** start **
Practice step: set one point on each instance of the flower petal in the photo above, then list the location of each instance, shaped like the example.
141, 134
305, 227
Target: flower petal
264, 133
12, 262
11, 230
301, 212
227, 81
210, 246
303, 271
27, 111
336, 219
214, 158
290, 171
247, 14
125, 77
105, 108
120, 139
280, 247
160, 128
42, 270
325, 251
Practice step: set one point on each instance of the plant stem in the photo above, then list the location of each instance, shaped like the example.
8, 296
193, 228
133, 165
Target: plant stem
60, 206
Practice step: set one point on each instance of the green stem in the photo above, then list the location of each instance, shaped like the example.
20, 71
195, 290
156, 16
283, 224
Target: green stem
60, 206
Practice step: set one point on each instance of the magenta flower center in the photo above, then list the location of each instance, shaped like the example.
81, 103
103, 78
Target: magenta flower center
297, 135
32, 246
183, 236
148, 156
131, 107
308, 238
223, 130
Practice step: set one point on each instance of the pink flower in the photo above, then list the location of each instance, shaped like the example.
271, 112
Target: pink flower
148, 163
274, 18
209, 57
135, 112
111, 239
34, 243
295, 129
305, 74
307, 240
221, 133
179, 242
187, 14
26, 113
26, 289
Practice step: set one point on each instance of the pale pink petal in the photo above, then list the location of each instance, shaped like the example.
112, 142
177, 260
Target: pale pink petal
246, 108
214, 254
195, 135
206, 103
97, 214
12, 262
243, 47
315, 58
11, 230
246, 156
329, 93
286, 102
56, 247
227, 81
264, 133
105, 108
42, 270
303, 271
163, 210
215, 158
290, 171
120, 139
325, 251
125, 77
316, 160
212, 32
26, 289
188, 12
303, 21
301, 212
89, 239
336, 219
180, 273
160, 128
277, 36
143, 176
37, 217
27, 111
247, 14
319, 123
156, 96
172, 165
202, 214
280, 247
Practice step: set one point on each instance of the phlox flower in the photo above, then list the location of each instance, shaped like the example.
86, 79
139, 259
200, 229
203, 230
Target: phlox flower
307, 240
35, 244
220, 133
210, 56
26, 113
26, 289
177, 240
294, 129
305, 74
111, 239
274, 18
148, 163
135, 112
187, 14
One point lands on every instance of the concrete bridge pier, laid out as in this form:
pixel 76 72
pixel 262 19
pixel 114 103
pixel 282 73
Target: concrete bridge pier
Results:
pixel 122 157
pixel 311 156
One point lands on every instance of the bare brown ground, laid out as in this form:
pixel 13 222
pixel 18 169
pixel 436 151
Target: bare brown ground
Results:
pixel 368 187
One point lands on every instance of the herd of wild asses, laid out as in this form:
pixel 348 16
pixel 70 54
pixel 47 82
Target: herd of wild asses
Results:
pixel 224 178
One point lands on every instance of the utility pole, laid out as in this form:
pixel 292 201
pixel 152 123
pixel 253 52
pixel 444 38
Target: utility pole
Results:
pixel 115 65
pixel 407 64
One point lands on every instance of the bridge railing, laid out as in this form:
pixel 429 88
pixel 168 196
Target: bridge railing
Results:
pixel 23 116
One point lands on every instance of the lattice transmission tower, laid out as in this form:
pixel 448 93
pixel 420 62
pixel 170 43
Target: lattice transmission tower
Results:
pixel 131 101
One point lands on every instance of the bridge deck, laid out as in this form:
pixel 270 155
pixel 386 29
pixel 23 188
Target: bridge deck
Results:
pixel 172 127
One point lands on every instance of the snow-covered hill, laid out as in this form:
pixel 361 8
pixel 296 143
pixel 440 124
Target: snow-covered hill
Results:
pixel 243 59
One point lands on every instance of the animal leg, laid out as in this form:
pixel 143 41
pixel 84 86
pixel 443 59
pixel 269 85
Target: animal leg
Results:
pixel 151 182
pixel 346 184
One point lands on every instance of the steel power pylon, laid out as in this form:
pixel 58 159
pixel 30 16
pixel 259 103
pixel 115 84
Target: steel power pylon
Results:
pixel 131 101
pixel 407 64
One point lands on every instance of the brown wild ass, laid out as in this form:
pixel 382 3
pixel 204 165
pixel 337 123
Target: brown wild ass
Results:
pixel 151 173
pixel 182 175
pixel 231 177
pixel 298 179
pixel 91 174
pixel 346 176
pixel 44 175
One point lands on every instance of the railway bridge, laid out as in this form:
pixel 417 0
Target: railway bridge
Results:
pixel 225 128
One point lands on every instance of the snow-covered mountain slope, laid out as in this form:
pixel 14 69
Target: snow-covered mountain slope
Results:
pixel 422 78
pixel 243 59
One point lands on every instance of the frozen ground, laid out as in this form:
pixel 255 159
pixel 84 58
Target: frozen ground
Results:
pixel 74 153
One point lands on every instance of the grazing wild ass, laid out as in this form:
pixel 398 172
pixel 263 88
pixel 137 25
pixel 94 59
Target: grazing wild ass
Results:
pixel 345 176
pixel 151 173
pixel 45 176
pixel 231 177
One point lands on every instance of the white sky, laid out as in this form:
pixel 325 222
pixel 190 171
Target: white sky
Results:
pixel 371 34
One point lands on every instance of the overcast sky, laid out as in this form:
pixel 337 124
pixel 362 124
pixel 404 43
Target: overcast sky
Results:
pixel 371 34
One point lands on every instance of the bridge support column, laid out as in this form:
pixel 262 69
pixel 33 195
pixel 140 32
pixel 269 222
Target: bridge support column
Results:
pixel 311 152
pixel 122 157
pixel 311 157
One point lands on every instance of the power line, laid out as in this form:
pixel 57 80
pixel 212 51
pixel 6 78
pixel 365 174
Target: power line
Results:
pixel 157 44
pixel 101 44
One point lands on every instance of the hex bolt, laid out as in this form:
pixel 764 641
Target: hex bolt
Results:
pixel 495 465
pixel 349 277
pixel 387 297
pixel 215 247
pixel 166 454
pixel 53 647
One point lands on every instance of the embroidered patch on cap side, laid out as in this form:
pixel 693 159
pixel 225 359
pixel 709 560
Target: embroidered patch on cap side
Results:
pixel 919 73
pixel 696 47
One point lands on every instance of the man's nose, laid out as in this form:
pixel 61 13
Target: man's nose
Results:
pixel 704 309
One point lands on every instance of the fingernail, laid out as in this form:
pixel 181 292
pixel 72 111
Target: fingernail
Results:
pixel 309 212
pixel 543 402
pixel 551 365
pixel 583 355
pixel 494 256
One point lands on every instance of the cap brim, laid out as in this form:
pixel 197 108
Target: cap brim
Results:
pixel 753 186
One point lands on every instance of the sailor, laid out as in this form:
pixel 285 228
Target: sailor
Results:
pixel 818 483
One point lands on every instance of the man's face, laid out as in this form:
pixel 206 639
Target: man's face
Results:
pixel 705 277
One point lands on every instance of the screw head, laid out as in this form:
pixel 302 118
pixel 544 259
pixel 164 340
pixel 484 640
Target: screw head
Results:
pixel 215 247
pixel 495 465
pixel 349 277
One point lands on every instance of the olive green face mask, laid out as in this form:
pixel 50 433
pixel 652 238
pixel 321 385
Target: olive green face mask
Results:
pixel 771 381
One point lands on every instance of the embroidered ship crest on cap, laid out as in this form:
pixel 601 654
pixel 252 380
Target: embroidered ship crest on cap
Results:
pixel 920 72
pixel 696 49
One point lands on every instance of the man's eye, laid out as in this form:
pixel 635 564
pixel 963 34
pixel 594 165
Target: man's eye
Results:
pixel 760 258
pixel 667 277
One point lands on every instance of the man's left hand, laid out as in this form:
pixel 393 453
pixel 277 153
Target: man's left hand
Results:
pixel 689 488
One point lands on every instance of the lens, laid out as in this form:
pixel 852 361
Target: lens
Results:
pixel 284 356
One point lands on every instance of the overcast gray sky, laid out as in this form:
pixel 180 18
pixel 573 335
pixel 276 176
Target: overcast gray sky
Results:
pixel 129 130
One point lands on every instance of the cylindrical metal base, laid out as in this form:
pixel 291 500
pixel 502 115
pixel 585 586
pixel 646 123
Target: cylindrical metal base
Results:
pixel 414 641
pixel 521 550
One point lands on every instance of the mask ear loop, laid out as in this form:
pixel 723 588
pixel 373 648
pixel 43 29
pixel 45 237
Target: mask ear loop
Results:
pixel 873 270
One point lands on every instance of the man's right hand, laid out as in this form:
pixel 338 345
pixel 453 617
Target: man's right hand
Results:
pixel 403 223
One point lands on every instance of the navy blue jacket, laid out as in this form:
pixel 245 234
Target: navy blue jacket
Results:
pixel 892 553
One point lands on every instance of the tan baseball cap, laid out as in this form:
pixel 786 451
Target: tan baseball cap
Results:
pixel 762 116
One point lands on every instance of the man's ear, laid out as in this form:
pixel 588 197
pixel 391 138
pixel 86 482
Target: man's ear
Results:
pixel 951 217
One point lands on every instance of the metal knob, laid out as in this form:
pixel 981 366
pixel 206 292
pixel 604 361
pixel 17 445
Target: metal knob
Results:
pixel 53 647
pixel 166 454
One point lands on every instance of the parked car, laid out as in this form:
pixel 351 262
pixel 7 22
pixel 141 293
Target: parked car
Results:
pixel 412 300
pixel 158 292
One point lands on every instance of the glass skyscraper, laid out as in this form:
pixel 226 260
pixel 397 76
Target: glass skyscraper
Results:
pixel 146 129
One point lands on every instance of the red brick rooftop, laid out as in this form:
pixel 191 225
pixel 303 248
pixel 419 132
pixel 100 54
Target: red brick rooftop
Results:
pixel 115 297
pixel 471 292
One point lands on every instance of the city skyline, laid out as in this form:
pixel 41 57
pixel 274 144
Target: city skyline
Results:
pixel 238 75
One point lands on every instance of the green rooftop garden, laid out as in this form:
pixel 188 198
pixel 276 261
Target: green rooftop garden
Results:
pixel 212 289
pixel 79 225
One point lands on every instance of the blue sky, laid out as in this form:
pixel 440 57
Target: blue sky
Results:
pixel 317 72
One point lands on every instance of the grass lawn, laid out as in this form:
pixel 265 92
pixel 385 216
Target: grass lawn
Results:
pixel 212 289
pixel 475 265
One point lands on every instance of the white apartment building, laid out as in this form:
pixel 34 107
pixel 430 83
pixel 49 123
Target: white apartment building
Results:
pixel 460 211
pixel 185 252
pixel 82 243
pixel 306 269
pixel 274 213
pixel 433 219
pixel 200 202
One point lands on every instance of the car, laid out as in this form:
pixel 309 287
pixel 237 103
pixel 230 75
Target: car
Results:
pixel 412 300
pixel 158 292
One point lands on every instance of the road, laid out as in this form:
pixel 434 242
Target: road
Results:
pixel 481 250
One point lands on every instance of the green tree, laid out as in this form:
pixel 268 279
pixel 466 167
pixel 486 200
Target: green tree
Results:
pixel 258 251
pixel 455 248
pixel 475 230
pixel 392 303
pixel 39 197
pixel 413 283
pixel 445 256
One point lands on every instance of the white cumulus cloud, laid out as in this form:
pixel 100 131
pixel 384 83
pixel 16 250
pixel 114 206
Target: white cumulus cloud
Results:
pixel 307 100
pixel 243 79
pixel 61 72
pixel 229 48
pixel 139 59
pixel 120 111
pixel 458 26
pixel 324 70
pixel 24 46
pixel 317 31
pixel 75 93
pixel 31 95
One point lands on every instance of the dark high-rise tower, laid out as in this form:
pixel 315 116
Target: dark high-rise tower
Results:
** end **
Goal >>
Exactly and only the lines from the one containing "One point lands on every instance of the white apartment" through the end of the material are to be reproduced, both ends included.

Response to this exercise >>
One point lands on every instance of the white apartment building, laid out as in this form:
pixel 34 107
pixel 430 83
pixel 49 123
Target: white apartment building
Results:
pixel 460 211
pixel 185 252
pixel 82 243
pixel 306 269
pixel 274 213
pixel 433 219
pixel 200 202
One point lands on every instance of the car, laid out as in this form:
pixel 309 287
pixel 237 103
pixel 230 75
Target: car
Results:
pixel 412 300
pixel 158 292
One point lands on every instance of the road, laid out as in this form:
pixel 434 242
Target: road
Results:
pixel 481 250
One point lands on every instance of the green tree, laid out as in this form:
pixel 268 279
pixel 466 167
pixel 486 200
Target: green tree
Results:
pixel 258 251
pixel 455 248
pixel 475 230
pixel 392 303
pixel 39 197
pixel 413 283
pixel 445 256
One point lands on every instance of the white cumulus cloud, laid out as in this form:
pixel 100 131
pixel 384 83
pixel 16 250
pixel 114 206
Target: white cumulus cloud
Results:
pixel 307 100
pixel 243 79
pixel 61 72
pixel 229 48
pixel 139 59
pixel 120 111
pixel 458 26
pixel 324 70
pixel 24 46
pixel 317 31
pixel 75 93
pixel 31 95
One point lands on every instance of the dark high-rise tower, laid out as in this form:
pixel 315 116
Target: dark high-rise tower
Results:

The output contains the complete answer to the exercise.